▸ **DOCUMENT EXTRACT**:
=======
The original 1961 recording was produced by Orrin Keepnews and engineered by David Jones of Riverside Records. This 2002 analog-to-digital re-mastering, utilizing the 20-bit K2 Super Coding System, was accomplished by Tamaki Beck of FLAIR (JVC Aoyama Studios, Tokyo) with tape research by Stuart Kremsky, CD assembly by Joe Tarantino, production coordination by Bill Belmont, and design by Yoko Nakamura (program booklet, verso title page). Musical selections are arranged in chronological order of their performance.
Listeners familiar with every audible nook and cranny of the original Bill Evans Riverside LPs Sunday at the Village Vanguard and Waltz For Debby, which recordings comprised most of the music made that magical Sunday in New York in early summer 1961, were amazed later in the 1970s with the re-issue of these recordings along with previously un-released takes. In the late 1980s and throughout the 1990s, with the advent of the CD, increased sonority and clarity were noticeable. The present compilation continues in this tradition, revealing to the listener the following new information about this seminal recording:
* For the first time we hear an introduction (presumably by producer Orrin Keepnews) of the musicians and the announcement that all is being recorded.
* For the first time, we hear the first take of LaFaro's 'Gloria's Step', the first selection of the first afternoon set, previously un-issued because of the electrical power failure glitch which precluded it from erstwhile releases.
* At the end of the first set we are privileged to listen to Evans' announcement of an intermission followed by discussion of the power failure.
* At the beginning of the second evening set, we hear the musicians discuss the music they are about to perform.
* In addition to the subtlety of Motian's brushwork and LaFaro's strings clacking at times on his instrument's fingerboard, advances in recording technology also amplify the ambient background chatter of the Village Vanguard's loquacious customers and the clinking of glassware reminding us this was but another work day for the Bill Evans Trio.
* Both takes of LaFaro's 'Jade Visions' were performed back to back at the end of the third and final evening set, and of this magnificent recording session.
* At the end of the last set we are permitted to eavesdrop on the wrap-up of this all-day recording session, the first (and what turned out to be the only) "live" recording session of the first Bill Evans trio, with a voice (Orrin Keepnews?) saying to Evans, "Hey, ah, Bill, he's [the recording engineer] got a little tape left. Play something else . . . about 30 seconds . . .", and with Evans responding by playing what to my ear sounds like a ten-second Chaplinesque musical allusion amidst laughter which fades to silence.
=======
▸ **OBJECTIVE 1**:
Extract from the Bill Evans recording notes the passage starting with "Listeners familiar with" and going on through "is being recorded.", word for word.
The entries have no connection to the Bill Evans recording notes.
=======
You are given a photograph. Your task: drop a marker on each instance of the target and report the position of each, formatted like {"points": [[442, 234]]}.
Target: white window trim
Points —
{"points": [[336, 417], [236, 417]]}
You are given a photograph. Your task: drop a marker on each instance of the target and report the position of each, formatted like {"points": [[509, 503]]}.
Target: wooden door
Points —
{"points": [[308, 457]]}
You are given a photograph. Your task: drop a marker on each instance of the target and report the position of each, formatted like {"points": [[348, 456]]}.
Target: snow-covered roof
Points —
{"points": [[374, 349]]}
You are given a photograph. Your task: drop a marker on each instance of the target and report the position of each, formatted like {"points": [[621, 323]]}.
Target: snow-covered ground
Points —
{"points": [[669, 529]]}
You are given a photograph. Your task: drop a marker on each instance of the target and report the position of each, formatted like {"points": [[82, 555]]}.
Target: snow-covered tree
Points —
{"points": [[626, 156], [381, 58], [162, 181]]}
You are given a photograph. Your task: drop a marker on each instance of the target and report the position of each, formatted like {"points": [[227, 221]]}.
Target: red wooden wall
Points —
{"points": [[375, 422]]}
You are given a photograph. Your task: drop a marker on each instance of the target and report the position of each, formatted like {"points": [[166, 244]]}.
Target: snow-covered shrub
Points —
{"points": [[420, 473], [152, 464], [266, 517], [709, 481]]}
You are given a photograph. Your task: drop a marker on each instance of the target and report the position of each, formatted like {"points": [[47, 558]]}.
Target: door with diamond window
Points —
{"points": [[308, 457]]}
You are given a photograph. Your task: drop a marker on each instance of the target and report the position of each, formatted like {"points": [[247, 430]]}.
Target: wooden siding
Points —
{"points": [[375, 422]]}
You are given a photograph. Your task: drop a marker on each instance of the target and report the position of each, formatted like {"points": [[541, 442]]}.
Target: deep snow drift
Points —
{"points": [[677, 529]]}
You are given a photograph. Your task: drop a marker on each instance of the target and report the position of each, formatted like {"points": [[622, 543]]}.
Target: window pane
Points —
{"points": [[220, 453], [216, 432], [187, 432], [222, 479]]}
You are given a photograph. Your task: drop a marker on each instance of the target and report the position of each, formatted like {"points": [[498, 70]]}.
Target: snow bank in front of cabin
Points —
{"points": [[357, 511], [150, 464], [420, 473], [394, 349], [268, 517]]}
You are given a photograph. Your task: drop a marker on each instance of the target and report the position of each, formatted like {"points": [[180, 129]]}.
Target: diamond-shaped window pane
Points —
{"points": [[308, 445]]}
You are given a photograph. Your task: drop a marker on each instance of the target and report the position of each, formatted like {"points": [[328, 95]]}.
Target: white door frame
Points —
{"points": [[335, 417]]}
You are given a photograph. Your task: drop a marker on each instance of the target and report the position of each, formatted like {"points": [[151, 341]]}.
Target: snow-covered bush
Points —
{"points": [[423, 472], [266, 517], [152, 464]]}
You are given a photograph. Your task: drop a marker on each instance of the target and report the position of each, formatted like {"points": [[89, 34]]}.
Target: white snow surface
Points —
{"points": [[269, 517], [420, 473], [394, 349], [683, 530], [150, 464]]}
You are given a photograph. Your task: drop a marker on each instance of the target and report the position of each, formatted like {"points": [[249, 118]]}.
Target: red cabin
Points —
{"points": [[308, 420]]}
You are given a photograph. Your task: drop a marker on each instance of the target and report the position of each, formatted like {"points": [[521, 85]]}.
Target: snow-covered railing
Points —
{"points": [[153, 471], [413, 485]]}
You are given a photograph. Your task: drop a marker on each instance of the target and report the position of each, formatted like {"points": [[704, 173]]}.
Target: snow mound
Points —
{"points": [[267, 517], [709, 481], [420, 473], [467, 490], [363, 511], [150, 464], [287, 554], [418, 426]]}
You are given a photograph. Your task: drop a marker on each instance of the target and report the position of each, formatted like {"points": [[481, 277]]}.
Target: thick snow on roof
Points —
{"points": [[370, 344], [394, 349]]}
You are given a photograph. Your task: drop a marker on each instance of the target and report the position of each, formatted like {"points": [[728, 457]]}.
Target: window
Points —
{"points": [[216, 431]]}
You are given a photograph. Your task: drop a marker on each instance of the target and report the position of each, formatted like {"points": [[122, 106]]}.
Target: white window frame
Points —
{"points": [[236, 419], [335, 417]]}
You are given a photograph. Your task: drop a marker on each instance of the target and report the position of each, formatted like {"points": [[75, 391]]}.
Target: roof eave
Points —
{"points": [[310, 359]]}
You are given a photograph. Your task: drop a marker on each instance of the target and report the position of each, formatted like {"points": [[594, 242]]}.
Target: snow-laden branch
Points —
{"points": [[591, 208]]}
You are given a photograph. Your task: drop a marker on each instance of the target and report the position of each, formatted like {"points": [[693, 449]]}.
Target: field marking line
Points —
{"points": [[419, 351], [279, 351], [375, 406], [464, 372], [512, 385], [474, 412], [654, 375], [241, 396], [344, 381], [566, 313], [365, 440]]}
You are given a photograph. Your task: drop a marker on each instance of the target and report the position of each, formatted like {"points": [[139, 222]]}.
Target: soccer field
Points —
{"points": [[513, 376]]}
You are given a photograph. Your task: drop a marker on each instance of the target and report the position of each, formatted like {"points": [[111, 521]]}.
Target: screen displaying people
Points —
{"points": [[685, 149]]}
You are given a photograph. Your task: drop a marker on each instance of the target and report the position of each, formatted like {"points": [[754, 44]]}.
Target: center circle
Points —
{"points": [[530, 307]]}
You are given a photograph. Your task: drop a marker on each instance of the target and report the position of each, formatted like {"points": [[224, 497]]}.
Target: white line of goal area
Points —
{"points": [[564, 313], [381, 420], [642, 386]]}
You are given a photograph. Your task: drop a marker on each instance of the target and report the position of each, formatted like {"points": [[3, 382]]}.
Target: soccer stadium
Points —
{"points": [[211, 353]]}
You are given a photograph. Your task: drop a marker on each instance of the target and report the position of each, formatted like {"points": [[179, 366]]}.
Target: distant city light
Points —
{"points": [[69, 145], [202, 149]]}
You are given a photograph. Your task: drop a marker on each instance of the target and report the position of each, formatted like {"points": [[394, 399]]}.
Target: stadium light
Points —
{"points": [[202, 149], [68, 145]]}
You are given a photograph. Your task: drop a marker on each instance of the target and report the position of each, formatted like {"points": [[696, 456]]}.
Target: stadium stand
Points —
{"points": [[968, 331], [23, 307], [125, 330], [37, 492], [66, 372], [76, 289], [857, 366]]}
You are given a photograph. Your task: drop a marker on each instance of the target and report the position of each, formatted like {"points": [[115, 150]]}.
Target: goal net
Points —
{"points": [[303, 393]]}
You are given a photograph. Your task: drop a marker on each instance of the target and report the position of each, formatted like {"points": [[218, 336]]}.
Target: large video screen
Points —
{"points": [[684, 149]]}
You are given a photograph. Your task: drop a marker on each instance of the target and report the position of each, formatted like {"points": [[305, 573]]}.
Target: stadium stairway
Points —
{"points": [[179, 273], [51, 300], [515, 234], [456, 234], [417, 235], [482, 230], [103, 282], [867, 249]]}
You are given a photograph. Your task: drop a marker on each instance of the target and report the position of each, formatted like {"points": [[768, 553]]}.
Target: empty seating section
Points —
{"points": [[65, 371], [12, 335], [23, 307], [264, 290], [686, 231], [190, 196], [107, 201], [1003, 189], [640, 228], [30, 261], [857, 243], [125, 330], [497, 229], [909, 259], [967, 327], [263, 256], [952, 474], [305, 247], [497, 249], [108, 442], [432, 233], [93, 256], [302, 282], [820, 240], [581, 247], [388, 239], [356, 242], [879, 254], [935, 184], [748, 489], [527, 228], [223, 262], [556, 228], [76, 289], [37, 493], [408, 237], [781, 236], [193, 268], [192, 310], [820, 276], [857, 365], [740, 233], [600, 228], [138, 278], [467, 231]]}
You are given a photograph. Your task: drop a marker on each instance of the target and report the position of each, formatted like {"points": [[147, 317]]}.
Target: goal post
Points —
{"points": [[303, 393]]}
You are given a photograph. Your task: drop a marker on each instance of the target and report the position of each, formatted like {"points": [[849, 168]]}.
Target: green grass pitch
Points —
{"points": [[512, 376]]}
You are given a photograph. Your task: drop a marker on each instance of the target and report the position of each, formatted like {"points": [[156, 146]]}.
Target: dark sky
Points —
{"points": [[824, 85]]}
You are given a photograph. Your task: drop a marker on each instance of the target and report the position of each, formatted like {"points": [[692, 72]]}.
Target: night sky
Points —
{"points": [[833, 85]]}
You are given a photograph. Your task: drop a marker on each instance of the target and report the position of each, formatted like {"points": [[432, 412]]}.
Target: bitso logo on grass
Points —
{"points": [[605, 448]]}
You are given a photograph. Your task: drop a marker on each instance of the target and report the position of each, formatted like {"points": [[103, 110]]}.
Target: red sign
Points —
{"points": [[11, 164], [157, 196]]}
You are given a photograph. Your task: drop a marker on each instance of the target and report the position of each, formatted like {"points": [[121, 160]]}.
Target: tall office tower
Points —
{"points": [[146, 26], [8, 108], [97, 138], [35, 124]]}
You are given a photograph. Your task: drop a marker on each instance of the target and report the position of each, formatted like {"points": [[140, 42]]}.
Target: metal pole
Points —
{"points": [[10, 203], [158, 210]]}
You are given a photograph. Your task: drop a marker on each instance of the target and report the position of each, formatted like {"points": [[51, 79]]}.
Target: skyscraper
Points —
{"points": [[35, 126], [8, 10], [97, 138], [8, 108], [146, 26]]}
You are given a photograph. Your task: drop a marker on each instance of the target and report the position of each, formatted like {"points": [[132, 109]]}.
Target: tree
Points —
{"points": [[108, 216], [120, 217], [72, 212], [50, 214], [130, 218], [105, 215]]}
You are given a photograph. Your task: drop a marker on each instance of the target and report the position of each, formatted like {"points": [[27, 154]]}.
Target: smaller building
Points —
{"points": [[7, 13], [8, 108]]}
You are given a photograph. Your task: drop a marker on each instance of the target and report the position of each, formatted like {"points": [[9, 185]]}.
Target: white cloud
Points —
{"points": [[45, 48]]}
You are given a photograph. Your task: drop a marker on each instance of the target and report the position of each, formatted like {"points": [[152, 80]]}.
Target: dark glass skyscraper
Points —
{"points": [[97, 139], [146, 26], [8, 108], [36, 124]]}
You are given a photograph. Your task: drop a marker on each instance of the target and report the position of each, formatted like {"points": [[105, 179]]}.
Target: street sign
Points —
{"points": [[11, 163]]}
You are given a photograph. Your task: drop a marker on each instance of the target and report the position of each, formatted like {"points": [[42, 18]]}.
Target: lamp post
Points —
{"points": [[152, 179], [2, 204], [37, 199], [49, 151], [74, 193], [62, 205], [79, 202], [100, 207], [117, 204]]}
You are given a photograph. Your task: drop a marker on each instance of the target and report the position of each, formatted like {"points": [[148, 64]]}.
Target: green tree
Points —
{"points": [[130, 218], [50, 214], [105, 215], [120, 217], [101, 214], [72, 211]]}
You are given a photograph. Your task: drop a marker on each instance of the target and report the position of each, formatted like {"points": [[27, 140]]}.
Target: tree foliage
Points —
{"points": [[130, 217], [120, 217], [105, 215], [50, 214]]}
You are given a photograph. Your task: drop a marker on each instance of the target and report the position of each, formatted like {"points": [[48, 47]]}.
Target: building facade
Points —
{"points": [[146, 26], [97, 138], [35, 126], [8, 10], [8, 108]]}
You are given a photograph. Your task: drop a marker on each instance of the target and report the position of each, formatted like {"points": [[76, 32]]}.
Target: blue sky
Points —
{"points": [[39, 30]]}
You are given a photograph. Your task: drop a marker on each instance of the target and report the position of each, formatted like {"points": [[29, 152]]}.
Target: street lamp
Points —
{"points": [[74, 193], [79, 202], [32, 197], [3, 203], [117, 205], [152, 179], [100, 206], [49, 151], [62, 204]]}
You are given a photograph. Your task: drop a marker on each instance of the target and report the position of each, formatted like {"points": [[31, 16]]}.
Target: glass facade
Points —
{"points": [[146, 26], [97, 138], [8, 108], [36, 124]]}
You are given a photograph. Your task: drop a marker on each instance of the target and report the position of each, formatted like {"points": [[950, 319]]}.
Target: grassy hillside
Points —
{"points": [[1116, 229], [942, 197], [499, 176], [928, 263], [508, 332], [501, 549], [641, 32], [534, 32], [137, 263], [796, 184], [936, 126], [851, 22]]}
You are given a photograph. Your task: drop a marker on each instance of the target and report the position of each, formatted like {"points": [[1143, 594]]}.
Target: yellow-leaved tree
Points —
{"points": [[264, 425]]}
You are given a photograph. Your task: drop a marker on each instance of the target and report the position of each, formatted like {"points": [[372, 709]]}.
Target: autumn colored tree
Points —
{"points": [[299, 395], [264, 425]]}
=======
▸ **OBJECTIVE 2**:
Pull out each line of the entries containing the string "roof", treating uppercase and lowercase as different.

▸ **CORRECT RESULT 1**:
Listeners familiar with every audible nook and cranny of the original Bill Evans Riverside LPs Sunday at the Village Vanguard and Waltz For Debby, which recordings comprised most of the music made that magical Sunday in New York in early summer 1961, were amazed later in the 1970s with the re-issue of these recordings along with previously un-released takes. In the late 1980s and throughout the 1990s, with the advent of the CD, increased sonority and clarity were noticeable. The present compilation continues in this tradition, revealing to the listener the following new information about this seminal recording:
* For the first time we hear an introduction (presumably by producer Orrin Keepnews) of the musicians and the announcement that all is being recorded.

▸ **CORRECT RESULT 2**:
Target: snow-covered roof
Target: thick snow on roof
Target: roof eave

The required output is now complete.